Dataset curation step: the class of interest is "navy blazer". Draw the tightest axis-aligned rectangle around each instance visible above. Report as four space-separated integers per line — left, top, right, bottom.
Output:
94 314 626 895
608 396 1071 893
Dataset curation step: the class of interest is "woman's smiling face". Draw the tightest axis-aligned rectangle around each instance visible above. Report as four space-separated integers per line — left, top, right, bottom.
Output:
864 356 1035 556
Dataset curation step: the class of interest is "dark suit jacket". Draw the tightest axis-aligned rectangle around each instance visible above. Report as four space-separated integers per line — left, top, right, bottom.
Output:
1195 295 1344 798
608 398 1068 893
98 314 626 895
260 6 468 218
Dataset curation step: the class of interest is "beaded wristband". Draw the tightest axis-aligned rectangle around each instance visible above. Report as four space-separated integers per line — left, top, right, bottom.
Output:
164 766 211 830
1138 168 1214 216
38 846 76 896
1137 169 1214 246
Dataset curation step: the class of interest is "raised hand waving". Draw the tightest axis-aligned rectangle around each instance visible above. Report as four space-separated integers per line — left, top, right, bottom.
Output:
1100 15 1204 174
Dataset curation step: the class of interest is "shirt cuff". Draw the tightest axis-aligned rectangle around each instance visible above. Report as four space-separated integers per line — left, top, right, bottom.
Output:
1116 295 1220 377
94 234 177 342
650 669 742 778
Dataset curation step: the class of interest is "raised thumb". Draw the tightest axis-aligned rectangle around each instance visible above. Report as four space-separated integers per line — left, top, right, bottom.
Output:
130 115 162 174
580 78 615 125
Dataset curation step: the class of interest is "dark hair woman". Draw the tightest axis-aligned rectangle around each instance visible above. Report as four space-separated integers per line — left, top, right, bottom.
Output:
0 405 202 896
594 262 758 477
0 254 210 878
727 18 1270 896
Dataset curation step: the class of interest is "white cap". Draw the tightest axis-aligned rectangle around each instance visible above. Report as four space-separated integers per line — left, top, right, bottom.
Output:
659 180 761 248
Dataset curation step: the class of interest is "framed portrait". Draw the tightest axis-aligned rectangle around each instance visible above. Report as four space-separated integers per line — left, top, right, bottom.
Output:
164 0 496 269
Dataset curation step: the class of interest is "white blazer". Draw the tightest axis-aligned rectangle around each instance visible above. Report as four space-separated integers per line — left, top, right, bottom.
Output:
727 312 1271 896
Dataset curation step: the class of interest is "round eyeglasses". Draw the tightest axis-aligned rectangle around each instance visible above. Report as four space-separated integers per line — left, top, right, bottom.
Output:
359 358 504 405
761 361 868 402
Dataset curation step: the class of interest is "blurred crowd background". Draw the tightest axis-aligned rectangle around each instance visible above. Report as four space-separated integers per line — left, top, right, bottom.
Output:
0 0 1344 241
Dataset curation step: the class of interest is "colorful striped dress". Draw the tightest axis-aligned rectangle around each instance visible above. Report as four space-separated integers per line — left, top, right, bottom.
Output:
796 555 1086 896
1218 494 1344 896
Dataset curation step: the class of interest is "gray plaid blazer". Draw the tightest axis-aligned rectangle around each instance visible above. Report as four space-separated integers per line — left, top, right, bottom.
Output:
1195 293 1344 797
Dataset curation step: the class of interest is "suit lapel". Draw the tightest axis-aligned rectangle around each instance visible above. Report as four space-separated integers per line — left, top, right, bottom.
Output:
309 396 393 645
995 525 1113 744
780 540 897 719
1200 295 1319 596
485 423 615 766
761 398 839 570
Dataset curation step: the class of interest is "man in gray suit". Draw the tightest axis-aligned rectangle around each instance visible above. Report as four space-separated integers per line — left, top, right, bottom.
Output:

####

__Objective__.
Can you put every line of the rows above into a Markdown table with the columns No. and Line, numbering each line and skipping any blank ones?

__Solved exercise__.
| No. | Line |
|---|---|
| 1 | Dataset curation step: the class of interest is "navy blazer". Draw the tightest axis-aligned rectangle around each instance visible above. Report as four space-separated integers per line — left, top, right, bottom. |
| 2 | Output: |
| 3 | 94 314 626 895 |
| 4 | 608 396 1071 893 |
| 5 | Dataset curation step: the class of interest is "woman's smiling face". Draw the tightest axis-aligned rectangle around each instance visible above. Report as four space-separated integers per line — left, top, right, bottom. |
| 6 | Output: |
| 7 | 864 356 1035 556 |
| 8 | Dataset curation step: the class of interest is "dark suit jacket". Draw the tightest axis-aligned rectangle around each instance visible above. Report as four space-separated integers per line — left, top, right, bottom. |
| 9 | Output: |
| 10 | 1195 295 1344 798 |
| 11 | 608 398 1068 893 |
| 12 | 98 314 626 895 |
| 13 | 260 6 468 218 |
| 14 | Dataset curation step: the class of interest is "beaded wristband". Draw the tightest axis-aligned rectangle around each instance visible above. Report as four space-separated integers per line — left, top, right, bottom. |
| 15 | Output: |
| 16 | 164 766 211 830 |
| 17 | 1138 168 1214 216 |
| 18 | 38 846 76 896 |
| 19 | 1137 169 1214 246 |
| 20 | Dataset curation step: the class of interest is "raised hand waving". Draw the tightest axis-aligned rectangle around each instance visible above. Report as four space-separated integers per line — left, top, right, bottom. |
| 21 | Output: |
| 22 | 1100 15 1204 174 |
| 23 | Dataset curation step: the class of interest is "shirt cuff". Draw the tightest axis-aligned rectangle around each instance visible above. Report as four space-separated integers per line — left, top, right, bottom. |
| 24 | Output: |
| 25 | 1116 295 1220 377 |
| 26 | 94 234 177 342 |
| 27 | 650 669 742 778 |
| 28 | Dataset curation step: the class of interest is "raised thumb". Draw the tightest axis-aligned rectangle around each instance visible above. Report as four space-separated integers per line — left, top, right, bottom. |
| 29 | Output: |
| 30 | 130 115 162 174 |
| 31 | 580 78 615 125 |
| 32 | Dataset curation step: the class of interest is "dark hair woman". Draw the tightest axis-aligned rectangle around each instance visible above. Report as four space-separated integers per line — left, top, right, bottom. |
| 33 | Output: |
| 34 | 0 405 202 896 |
| 35 | 594 262 758 477 |
| 36 | 0 254 210 878 |
| 37 | 727 18 1270 896 |
| 38 | Dataset curation step: the class of interest is "white cap". Draw the tightest axis-aligned rectangle around each instance visible above. Report as four space-separated integers per line — left, top, right, bottom. |
| 39 | Output: |
| 40 | 659 180 761 248 |
| 41 | Dataset curation step: the class of interest is "framed portrait". Draw the tightest axis-aligned rectangle around each instance visible above. Report as four space-separated integers per line — left, top, right, bottom. |
| 42 | Output: |
| 43 | 164 0 496 269 |
| 44 | Dataset curation step: the class of interest is "white blazer". Draw the tightest axis-aligned rectangle around each instance visible above. Report as four space-separated integers per line — left, top, right, bottom. |
| 45 | Output: |
| 46 | 727 312 1271 896 |
| 47 | Dataset curation step: the class of interest is "round eyeglasses". Draw the tightest axis-aligned rectangle around each instance visible above. Report as four space-separated integers per line — left, top, right, bottom. |
| 48 | Output: |
| 49 | 359 358 504 405 |
| 50 | 761 361 868 402 |
| 51 | Dataset curation step: the class of interest is "blurred crowd background". Draw the tightest axis-aligned rectangle around each instance visible above. Report as four space-separated integers per line — left, top, right, bottom. |
| 52 | Output: |
| 53 | 0 0 1344 241 |
| 54 | Dataset curation step: the class of interest is "colorful striped dress". Draw the tightest axis-aligned rectangle around each instance visible above. Report as four space-separated integers per line — left, top, right, bottom. |
| 55 | Output: |
| 56 | 796 555 1086 896 |
| 57 | 1218 494 1344 896 |
| 58 | Dataset curation step: the class of interest is "gray plaid blazer". Draw the tightest axis-aligned rectangle around each instance visible above. Report as four space-separated integers per line — left, top, right, bottom. |
| 59 | Output: |
| 60 | 1195 293 1344 797 |
| 61 | Dataset curation step: the class of interest is "suit lapel". Draw the tightest axis-aligned rectangle around each instance visible above. Report as four space-separated integers per line — left, top, right, bottom. |
| 62 | Output: |
| 63 | 309 396 393 645 |
| 64 | 995 525 1113 744 |
| 65 | 780 540 897 719 |
| 66 | 1200 295 1319 596 |
| 67 | 485 423 615 766 |
| 68 | 761 398 839 570 |
| 69 | Dataset curation step: the class of interest is "man in gray suit". Draw the tightest axis-aligned rectangle around each instance visible above. Report as four space-separated integers per line — left, top, right, bottom. |
| 70 | Output: |